Reproduce all entries word for word.

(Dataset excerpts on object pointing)
* * * * * * * * *
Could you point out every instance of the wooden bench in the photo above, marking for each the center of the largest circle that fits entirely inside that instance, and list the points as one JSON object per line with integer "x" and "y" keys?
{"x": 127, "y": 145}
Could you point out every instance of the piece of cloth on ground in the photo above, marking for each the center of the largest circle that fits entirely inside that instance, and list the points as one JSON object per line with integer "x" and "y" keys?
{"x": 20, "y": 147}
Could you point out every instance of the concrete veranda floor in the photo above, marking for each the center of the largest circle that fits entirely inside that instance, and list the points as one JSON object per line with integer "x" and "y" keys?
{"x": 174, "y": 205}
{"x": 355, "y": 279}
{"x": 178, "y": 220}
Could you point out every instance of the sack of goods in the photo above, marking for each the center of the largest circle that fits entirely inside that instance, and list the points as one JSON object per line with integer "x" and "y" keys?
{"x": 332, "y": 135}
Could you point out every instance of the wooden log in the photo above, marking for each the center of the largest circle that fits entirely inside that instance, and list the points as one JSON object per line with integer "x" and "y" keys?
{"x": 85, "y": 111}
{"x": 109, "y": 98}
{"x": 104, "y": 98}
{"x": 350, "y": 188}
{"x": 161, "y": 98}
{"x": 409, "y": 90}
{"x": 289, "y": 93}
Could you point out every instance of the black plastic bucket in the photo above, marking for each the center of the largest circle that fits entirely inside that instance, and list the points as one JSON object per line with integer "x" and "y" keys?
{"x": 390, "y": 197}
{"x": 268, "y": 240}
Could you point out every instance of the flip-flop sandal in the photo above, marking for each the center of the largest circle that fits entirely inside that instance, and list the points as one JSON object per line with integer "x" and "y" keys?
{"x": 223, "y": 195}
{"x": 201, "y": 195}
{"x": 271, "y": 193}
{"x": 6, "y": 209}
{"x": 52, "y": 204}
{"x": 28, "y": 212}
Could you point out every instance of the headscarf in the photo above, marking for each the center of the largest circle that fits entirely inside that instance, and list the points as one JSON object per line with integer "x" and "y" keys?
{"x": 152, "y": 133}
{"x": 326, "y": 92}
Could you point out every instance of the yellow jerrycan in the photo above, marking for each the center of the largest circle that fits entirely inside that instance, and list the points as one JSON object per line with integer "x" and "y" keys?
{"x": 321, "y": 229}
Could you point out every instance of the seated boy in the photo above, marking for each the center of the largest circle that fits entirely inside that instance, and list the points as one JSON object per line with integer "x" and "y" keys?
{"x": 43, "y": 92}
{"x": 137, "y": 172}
* * * * * * * * *
**FINAL RESULT**.
Could you point out every instance of the wooden bench in the photo above, marking for each the center of the largest circle that fits entirely inside that instance, and list the points as one JSON object per line with integer "x" and "y" keys?
{"x": 127, "y": 145}
Could you point out every instance of the piece of cloth on ground in the photo above, marking for each the center of the largest circle that fits entirely inside that instance, and list the points as one JSON object per line with integer "x" and "y" keys?
{"x": 20, "y": 147}
Could you point out every instance of the concrete veranda floor in the photo above, marking for each the center of the largest circle that fits entirely inside that instance, and list the points as one JSON object per line with integer "x" and "y" keys?
{"x": 174, "y": 205}
{"x": 355, "y": 279}
{"x": 178, "y": 220}
Could you point out every instance of the sack of goods in the photo above, marking for each the center of the largest circle that fits entirely inside that instance, and list the points as one JSON object per line with integer "x" and "y" keys?
{"x": 332, "y": 135}
Could you point out every instance of the wooden log in the photo above, marking for each the center of the largest circle that fits entirely inside that instance, and list the points as one JSON object per line with integer "x" and "y" keys?
{"x": 85, "y": 111}
{"x": 109, "y": 98}
{"x": 104, "y": 98}
{"x": 350, "y": 188}
{"x": 161, "y": 98}
{"x": 409, "y": 90}
{"x": 289, "y": 93}
Could you point out every instance of the black plastic bucket in the photo above, marking for each the center of the largest circle that fits entirely inside that instance, and list the points as one JSON object per line with integer "x" and "y" keys?
{"x": 390, "y": 197}
{"x": 268, "y": 240}
Could you point out every instance of the flip-flop sandal in the photo above, marking for each the center of the largest circle that fits entirely inside that instance, and list the points as one JSON object per line with integer "x" and "y" keys?
{"x": 223, "y": 195}
{"x": 201, "y": 195}
{"x": 271, "y": 193}
{"x": 6, "y": 209}
{"x": 52, "y": 204}
{"x": 28, "y": 212}
Could you point out every instance of the headscarf in the photo above, marking for each the center of the largest circle that fits entirely inside that instance, and list the points as one JSON object per line with integer "x" and "y" keys?
{"x": 152, "y": 133}
{"x": 326, "y": 92}
Could you point out every instance of the yellow jerrycan in the photo above, marking for each the center of the largest circle that fits entirely inside that instance, and list the points as one JSON object per line with integer "x" and "y" keys?
{"x": 321, "y": 229}
Could you point out every instance of the seated boy in the photo above, marking for each the center of the largest circle that fits entirely inside that instance, and list the points as one JSON object per line with integer "x" and "y" keys?
{"x": 43, "y": 92}
{"x": 137, "y": 172}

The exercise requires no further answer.